*TEKS BACAAN:*
============

Pekerjaan guru selalu dipandang dalam hubungannya dengan ideal pembangun bangsa. Dari guru diharapkan agar ia menjadi manusia yang idealistis, namun guru sendiri tak dapat tiada harus menggunakan pekerjaannya  sebagai alat untuk mencari nafkah bagi keluarganya. Walau demikian, masyarakat tak dapat menerima pekerjaan guru semata-mata sebagai mata pencaharian belaka, sejajar dengan pekerjaan tukang kayu. Pekerjaan guru menyangkut pendidikan anak, pembangunan negara dan masa depan bangsa.
Karena, kedudukan yang istimewa itu masyarakat mempunyai harapan-harapan yang tinggi tentang peranan guru. Harapan-harapan itu tidak dapat diabaikan oleh guru, bahkan dapat menjadi norma yang turut menentukan kelakuan guru.

============

*MATERI TAMPILAN:*
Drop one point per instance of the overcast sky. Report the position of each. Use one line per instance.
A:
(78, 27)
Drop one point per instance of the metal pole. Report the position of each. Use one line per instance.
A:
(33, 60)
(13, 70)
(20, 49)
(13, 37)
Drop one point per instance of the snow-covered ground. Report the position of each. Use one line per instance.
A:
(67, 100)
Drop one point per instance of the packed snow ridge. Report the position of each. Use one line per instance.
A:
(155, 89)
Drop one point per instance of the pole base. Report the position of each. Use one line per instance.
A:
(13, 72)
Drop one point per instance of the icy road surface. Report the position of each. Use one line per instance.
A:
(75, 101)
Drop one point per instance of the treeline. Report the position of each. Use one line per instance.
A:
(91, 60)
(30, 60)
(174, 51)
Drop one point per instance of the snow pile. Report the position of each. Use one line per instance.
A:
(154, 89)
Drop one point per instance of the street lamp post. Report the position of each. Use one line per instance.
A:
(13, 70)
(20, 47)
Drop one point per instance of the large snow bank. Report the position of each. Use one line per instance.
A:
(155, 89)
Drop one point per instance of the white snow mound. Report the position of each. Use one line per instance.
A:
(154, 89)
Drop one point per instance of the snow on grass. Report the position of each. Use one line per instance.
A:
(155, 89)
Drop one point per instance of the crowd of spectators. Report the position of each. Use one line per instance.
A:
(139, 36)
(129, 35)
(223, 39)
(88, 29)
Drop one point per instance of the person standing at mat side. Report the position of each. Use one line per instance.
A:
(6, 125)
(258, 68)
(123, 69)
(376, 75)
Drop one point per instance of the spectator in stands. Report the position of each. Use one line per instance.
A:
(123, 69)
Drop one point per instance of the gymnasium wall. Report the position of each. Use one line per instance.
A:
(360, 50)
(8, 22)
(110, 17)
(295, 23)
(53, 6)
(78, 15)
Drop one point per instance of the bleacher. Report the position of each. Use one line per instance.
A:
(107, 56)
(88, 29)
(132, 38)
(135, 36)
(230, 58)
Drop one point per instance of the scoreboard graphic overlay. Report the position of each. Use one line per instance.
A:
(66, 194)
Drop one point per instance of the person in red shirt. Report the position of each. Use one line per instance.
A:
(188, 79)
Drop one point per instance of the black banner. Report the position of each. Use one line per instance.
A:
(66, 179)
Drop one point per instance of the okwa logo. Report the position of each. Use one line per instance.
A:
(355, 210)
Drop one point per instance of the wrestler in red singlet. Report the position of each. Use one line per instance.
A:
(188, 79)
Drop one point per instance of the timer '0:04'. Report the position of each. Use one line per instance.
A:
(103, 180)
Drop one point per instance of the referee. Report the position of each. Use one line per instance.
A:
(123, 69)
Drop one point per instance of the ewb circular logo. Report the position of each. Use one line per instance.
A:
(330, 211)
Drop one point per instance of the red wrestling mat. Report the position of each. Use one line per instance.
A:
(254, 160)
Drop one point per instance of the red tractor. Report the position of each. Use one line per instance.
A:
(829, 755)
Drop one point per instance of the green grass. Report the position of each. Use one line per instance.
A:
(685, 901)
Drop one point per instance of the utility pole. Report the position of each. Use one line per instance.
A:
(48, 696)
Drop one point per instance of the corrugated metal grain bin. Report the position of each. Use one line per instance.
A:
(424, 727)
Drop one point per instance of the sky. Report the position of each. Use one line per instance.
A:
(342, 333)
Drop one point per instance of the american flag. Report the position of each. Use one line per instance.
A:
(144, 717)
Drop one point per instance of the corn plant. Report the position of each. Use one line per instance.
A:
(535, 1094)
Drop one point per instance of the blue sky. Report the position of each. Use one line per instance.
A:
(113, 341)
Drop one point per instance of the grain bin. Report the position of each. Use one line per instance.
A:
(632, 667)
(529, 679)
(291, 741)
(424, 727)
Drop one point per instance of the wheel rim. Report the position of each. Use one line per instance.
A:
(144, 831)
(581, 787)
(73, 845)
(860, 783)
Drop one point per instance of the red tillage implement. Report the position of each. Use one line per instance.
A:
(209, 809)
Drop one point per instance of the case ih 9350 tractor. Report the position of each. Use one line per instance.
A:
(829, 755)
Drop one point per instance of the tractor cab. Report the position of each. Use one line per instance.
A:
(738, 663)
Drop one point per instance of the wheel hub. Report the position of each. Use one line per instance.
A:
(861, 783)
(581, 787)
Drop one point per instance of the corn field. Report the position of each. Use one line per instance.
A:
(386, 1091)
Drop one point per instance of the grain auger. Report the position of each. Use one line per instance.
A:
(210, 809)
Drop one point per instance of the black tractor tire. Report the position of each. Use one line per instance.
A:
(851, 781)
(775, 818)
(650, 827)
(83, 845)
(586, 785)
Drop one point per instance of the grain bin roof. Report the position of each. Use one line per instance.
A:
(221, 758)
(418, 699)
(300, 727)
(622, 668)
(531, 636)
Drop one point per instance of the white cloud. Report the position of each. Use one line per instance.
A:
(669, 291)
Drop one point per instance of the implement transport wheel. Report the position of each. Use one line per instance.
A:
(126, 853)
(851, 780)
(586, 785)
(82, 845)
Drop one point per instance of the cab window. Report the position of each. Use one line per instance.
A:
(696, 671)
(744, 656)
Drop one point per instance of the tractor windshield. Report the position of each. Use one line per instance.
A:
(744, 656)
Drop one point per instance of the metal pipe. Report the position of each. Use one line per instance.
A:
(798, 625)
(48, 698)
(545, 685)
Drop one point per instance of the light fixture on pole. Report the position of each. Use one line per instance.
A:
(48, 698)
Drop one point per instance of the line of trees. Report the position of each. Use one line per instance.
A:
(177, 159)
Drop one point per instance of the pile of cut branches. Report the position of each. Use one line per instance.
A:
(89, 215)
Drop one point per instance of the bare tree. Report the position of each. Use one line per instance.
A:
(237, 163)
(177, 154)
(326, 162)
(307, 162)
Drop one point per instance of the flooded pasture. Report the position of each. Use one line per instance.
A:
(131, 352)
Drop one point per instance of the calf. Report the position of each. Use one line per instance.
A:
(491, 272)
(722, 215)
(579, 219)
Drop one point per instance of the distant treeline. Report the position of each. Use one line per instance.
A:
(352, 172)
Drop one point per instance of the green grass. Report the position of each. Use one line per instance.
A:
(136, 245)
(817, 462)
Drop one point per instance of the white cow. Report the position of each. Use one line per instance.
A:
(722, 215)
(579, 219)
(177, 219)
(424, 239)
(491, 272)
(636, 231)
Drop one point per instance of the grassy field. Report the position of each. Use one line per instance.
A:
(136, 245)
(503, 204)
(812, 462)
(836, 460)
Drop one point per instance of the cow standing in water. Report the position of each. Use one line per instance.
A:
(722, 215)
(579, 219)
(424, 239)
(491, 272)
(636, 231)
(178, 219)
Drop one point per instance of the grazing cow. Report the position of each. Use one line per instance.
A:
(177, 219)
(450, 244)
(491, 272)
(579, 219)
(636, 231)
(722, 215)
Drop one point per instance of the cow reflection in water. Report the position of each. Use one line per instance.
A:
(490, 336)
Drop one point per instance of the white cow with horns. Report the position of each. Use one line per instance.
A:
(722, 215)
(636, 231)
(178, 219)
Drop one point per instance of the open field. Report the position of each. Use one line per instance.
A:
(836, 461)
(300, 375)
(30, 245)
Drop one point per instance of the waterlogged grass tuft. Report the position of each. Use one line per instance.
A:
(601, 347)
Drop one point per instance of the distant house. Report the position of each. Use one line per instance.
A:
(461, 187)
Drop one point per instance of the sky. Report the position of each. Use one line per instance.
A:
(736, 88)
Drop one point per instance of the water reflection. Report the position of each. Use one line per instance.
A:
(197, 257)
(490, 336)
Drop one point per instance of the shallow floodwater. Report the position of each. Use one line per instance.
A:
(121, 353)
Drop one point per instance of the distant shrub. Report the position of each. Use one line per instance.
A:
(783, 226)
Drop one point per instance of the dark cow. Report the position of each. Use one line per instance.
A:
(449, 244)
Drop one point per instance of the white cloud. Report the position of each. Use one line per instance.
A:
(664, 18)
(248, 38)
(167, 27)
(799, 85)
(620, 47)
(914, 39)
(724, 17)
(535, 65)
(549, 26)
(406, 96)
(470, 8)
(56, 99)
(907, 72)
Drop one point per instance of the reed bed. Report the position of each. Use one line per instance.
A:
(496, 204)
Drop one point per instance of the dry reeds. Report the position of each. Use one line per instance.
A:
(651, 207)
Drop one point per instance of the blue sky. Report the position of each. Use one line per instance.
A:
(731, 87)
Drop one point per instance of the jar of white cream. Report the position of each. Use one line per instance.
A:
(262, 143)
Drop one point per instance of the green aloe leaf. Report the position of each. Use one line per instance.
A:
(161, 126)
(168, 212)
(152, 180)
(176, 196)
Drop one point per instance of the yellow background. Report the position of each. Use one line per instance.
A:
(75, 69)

============

*PETUNJUK TUGAS:*
Jawablah berdasarkan teks tentang pekerjaan guru:
(a) Pekerjaan guru menyangkut tiga hal apa saja?
(b) Dengan pekerjaan siapa masyarakat tidak mau menyejajarkan pekerjaan guru sebagai mata pencaharian belaka?
(c) Harapan-harapan masyarakat tentang peranan guru dapat menjadi apa?
Baris-baris di atas tidak diperlukan.

*JAWABAN AKHIR:*
(a) Pendidikan anak, pembangunan negara, dan masa depan bangsa.
(b) Tukang kayu.
(c) Norma yang turut menentukan kelakuan guru.